◆ DATA FOR PROCESSING
■ ■ ■ ■ ■

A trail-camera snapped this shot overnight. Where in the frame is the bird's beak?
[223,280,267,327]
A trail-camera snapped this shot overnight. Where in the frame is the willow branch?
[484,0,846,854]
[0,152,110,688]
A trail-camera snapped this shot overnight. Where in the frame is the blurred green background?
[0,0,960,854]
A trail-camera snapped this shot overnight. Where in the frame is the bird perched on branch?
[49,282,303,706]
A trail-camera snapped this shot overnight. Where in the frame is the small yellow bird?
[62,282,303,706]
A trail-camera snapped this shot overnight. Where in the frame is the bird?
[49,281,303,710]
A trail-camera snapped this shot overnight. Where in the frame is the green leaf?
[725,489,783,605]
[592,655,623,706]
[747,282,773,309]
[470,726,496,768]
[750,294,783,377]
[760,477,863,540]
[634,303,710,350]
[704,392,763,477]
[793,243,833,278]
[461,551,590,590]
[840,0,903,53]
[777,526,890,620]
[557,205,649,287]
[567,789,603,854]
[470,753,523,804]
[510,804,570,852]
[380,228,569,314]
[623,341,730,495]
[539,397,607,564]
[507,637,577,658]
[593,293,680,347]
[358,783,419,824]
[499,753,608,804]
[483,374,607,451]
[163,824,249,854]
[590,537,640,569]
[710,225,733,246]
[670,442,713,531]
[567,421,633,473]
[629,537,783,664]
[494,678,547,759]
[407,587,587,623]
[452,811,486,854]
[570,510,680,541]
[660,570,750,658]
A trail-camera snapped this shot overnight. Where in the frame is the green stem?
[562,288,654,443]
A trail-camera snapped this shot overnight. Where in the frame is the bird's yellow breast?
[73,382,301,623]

■ ■ ■ ■ ■

◆ WHAT IS BEING ASKED
Rewrite all of these lines, putting "at dawn" wherever "overnight" appears and keeping everything else the same.

◆ PROBLEM SOLUTION
A trail-camera snapped this shot at dawn. Where in the frame is the bird's beak?
[223,280,267,327]
A trail-camera snapped this shot at dawn. Where in the frame is the willow branch?
[484,0,846,854]
[0,152,110,688]
A trail-camera snapped this shot at dawn. Where in the frame is the blurred green background?
[0,0,960,854]
A trail-camera snapped this shot at dawn. Where in the frame is the bird perched on branch?
[49,282,303,706]
A trail-camera snapped this shot at dawn. Where in the frame is the small yellow bird?
[62,282,303,706]
A trail-camera snapped this shot at dawn. Where in the frame is the bird?
[49,281,303,710]
A trail-camera snapped this shot at dawn. Where in the frame is the green leaf?
[725,489,783,605]
[592,655,623,706]
[747,282,773,309]
[470,726,496,768]
[750,294,783,377]
[760,477,863,540]
[634,303,710,350]
[704,392,763,477]
[793,243,833,278]
[461,551,590,590]
[840,0,903,53]
[777,526,890,620]
[557,205,649,287]
[567,789,603,854]
[470,753,523,804]
[510,804,570,852]
[380,228,569,314]
[623,341,730,495]
[539,397,607,564]
[507,637,577,658]
[593,293,680,347]
[358,783,419,824]
[499,753,608,804]
[483,374,607,451]
[163,824,249,854]
[590,537,640,569]
[710,225,733,246]
[670,442,713,531]
[567,421,633,473]
[629,537,783,664]
[494,678,547,759]
[407,587,587,623]
[452,811,486,854]
[570,510,680,541]
[660,570,750,658]
A trail-camera snapped this shot at dawn. Where in the frame is the green stem?
[562,288,654,443]
A trail-camera snapped this shot at dawn. Where in the frame is the bird's yellow breast?
[73,382,301,623]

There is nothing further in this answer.